--- Begin Source ---

But in the writer’s body of work there is a special book that he wrote in collaboration with the Belarussian author Ales Adamovich.

The Siege’s Chronicle

In 1977 Granin and Adamovich began to collect material for “The Book of the Siege” about the siege of Leningrad during the World War II. For several years, they recorded people’s oral histories, which was not easy: “When we came to interview the former residents of the besieged Leningrad they could go into hysterics. They couldn’t tell anything. At first, they would shoo us out, and then called on the phone and asked to come back. They wanted to get rid of it. It was horrible. Adamovich got sick, then I got sick… “But they did not stop their effort: two hundred life stories were collected, and the total amount of printed material amounted to four thousand pages.

“The Book of the Siege” did not only have a sensitive subject, but also a tortuous fate. While the censors proposed to omit 65 stories, the Communist Party leader of Leningrad Grigory Romanov altogether forbade to publish the book. “The siege of Leningrad, he said to Granin, is a heroic epic. And you described not the people’s exploits, but sufferings and woes of hunger, everything is reduced to it; it seems you debunk the story of the great valor of the people who saved the city. This ideology is alien to us”.

Initially, fragments of “The Book of the Siege” were published in 1977 in the Novy Mir magazine. In its entirety the book appeared in 1984, and only in 2002 the original text was printed without censorship’s alterations.

--- End Source ---

Please return the whole passage on "The Book of the Siege" word for word.

--- Begin Listed entries ---

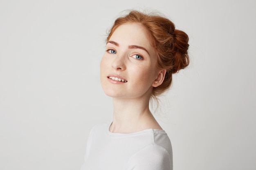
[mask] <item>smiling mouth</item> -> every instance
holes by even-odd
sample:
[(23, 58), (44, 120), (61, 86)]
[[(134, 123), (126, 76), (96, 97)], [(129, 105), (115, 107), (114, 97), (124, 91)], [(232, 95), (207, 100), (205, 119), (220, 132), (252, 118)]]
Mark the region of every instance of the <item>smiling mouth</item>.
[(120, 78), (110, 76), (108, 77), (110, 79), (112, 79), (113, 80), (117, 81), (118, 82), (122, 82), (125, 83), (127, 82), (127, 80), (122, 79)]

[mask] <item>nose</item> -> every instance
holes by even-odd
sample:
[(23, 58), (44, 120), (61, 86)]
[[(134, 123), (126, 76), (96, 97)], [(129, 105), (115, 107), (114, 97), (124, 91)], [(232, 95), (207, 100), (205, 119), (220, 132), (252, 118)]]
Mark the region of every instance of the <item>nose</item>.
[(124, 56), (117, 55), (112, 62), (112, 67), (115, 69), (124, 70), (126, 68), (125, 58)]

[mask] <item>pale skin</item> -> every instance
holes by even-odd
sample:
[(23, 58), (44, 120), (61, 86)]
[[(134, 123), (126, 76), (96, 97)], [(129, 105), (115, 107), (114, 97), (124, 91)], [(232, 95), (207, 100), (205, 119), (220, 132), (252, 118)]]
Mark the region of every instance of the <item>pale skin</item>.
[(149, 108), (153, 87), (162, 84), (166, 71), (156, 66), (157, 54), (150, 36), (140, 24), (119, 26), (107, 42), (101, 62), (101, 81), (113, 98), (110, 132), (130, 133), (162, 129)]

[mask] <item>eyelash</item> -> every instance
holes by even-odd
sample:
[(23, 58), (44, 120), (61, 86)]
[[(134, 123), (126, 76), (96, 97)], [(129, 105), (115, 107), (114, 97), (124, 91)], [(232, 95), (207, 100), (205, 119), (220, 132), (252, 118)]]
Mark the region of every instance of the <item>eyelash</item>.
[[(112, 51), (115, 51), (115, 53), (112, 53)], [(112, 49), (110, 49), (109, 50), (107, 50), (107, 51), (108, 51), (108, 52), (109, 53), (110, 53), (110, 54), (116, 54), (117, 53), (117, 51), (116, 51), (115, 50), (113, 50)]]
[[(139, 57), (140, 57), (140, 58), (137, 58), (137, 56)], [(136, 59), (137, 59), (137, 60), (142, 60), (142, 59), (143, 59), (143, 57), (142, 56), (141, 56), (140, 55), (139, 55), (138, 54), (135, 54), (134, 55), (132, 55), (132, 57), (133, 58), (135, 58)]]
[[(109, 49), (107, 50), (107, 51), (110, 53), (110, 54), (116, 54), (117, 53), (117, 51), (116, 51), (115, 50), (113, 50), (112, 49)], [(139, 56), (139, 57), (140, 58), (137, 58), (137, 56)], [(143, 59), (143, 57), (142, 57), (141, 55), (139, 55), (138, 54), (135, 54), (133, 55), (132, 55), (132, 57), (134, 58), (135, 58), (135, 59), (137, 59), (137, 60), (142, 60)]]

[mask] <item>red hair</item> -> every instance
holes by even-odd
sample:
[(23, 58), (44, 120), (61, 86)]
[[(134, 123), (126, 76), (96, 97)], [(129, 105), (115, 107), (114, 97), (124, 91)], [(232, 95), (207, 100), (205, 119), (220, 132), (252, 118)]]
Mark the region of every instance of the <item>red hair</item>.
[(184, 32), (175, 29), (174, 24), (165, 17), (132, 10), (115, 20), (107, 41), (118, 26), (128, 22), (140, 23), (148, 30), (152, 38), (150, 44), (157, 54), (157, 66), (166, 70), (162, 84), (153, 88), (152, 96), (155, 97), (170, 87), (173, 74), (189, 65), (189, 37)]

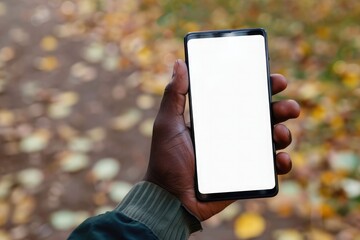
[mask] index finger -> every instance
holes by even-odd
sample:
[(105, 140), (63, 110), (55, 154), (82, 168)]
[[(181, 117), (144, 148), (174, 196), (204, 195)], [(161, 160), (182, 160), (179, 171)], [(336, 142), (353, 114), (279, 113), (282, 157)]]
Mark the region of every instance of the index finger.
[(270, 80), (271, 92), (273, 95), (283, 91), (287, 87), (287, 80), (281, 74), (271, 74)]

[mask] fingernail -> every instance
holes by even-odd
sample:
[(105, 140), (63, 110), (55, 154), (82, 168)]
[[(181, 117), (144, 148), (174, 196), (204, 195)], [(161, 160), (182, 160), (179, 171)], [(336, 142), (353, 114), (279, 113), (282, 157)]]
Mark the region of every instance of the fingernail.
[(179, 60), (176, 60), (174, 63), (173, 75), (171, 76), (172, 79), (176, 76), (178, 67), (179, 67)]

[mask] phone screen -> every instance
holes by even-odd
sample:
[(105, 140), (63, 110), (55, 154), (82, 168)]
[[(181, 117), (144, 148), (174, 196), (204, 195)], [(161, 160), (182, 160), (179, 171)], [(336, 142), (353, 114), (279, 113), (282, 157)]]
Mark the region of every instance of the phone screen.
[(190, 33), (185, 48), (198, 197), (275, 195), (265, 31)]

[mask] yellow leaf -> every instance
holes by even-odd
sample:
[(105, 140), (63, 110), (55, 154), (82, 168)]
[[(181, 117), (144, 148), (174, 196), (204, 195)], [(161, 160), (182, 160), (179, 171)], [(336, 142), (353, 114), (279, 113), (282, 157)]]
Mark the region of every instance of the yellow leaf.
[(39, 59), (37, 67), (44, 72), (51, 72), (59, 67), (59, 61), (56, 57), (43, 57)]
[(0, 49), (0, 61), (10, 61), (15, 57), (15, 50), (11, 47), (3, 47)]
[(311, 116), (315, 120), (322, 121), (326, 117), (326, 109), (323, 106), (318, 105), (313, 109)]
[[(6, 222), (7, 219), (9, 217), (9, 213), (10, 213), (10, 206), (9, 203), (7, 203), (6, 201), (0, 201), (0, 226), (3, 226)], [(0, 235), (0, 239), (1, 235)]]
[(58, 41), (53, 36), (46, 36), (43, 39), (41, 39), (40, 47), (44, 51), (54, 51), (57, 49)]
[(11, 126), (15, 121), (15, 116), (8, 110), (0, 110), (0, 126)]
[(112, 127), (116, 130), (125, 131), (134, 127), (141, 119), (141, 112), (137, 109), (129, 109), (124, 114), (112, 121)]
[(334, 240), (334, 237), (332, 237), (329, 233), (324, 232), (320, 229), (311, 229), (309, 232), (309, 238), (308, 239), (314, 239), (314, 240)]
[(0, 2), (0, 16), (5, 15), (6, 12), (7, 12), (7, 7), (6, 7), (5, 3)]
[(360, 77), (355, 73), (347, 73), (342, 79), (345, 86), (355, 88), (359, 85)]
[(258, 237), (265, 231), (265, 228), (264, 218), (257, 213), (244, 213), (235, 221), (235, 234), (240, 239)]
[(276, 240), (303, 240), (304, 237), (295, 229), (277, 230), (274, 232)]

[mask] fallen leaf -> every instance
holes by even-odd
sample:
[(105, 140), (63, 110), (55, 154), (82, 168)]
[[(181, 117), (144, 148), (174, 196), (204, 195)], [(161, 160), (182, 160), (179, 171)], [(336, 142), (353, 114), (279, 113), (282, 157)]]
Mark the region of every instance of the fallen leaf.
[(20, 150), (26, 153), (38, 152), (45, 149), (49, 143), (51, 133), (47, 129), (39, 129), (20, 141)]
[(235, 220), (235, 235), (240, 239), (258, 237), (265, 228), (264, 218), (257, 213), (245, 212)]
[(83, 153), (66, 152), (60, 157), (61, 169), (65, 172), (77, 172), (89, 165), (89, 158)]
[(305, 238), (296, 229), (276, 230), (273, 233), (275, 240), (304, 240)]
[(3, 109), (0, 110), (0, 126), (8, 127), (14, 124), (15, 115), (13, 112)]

--- End Listed entries ---

### Expected output
But in the writer’s body of work there is a special book that he wrote in collaboration with the Belarussian author Ales Adamovich.

The Siege’s Chronicle

In 1977 Granin and Adamovich began to collect material for “The Book of the Siege” about the siege of Leningrad during the World War II. For several years, they recorded people’s oral histories, which was not easy: “When we came to interview the former residents of the besieged Leningrad they could go into hysterics. They couldn’t tell anything. At first, they would shoo us out, and then called on the phone and asked to come back. They wanted to get rid of it. It was horrible. Adamovich got sick, then I got sick… “But they did not stop their effort: two hundred life stories were collected, and the total amount of printed material amounted to four thousand pages.

“The Book of the Siege” did not only have a sensitive subject, but also a tortuous fate. While the censors proposed to omit 65 stories, the Communist Party leader of Leningrad Grigory Romanov altogether forbade to publish the book. “The siege of Leningrad, he said to Granin, is a heroic epic. And you described not the people’s exploits, but sufferings and woes of hunger, everything is reduced to it; it seems you debunk the story of the great valor of the people who saved the city. This ideology is alien to us”.

Initially, fragments of “The Book of the Siege” were published in 1977 in the Novy Mir magazine. In its entirety the book appeared in 1984, and only in 2002 the original text was printed without censorship’s alterations.